Reading text:
__________________________________________________
Written by Kevin Pedersen | Oct 17, 2022 4:00:00 AM

In my previous blog, “What’s the Measure of a Maturity Model?”, I discussed the idea that a maturity model may be inherently flawed in its focus, which measures the qualitative characteristics of the process against an idealized model of maturity instead of measuring the outcome and value of the process itself. It’s important to understand that this doesn’t mean we should not try to mature our business processes or apply the guidance that the maturity model provides as a starting point for improving our capabilities.

Why Should We Practice?

Consistent capability delivery depends on the quality of the fundamental practices we incorporate into the process. In many cases, we tend to trust people to know their role in process execution and assume that a specific methodology will be used. As a result, many processes are defined in terms of who and what but less often in terms of how a process should be executed. It’s very true that a particular capability could be delivered in multiple ways and with equally effective but differing methodologies. Still, it’s also true that such variation is likely to have a heavy impact on the consistency of the process.

How we do things as an organization matters greatly in terms of our client experience; if we simply assign resources to a task without governing our practices we’re very likely to give our customers widely differing experiences that are deeply dependent on the specific perspective and capability of the resource that we assign. Instead of providing a customer experience that feels cohesive and consistent between engagements, we will deliver unpredictable and unfamiliar experiences. Further, our capabilities will be equally inconsistent in the outcome; each engagement will have its own challenges, and each assigned resource will bring individual strengths and weaknesses to the table.

How Should We Practice?

Here are two excellent reasons to create a proper methodology for practice development in an organization. Our approach to maturity dictates that we should iterate over a process to continuously improve the value and consistency of our outcomes, and our customer experience will benefit at the same time, providing a consistent franchise experience that sets and meets their expectations. Creating this consistency of outcome is all about how we practice and employ techniques.
__________________________________________________
Collected data:
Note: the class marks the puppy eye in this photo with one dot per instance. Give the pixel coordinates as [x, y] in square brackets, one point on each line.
__________________________________________________
List of tasks:
(1) Reproduce the maturity-model blog post word for word, everything from "In my previous" down to "Why Should We Practice?".
(2) List every question, including headings and titles, that appears in the blog post on maturity models.
(3) Answer these about the maturity-model blog post:
(a) Who wrote it, and on what date?
(b) What does consistent capability delivery depend on?
(c) How many reasons does the final section give for creating a proper methodology for practice development?
The lines have no connection to the blog post on maturity models.

Responses to the tasks:
(1)
In my previous blog, “What’s the Measure of a Maturity Model?”, I discussed the idea that a maturity model may be inherently flawed in its focus, which measures the qualitative characteristics of the process against an idealized model of maturity instead of measuring the outcome and value of the process itself. It’s important to understand that this doesn’t mean we should not try to mature our business processes or apply the guidance that the maturity model provides as a starting point for improving our capabilities.

Why Should We Practice?

(2)
What's the Measure of a Maturity Model?
Why Should We Practice?
How Should We Practice?

(3)
(a) Kevin Pedersen, on Oct 17, 2022.
(b) The quality of the fundamental practices incorporated into the process.
(c) Two.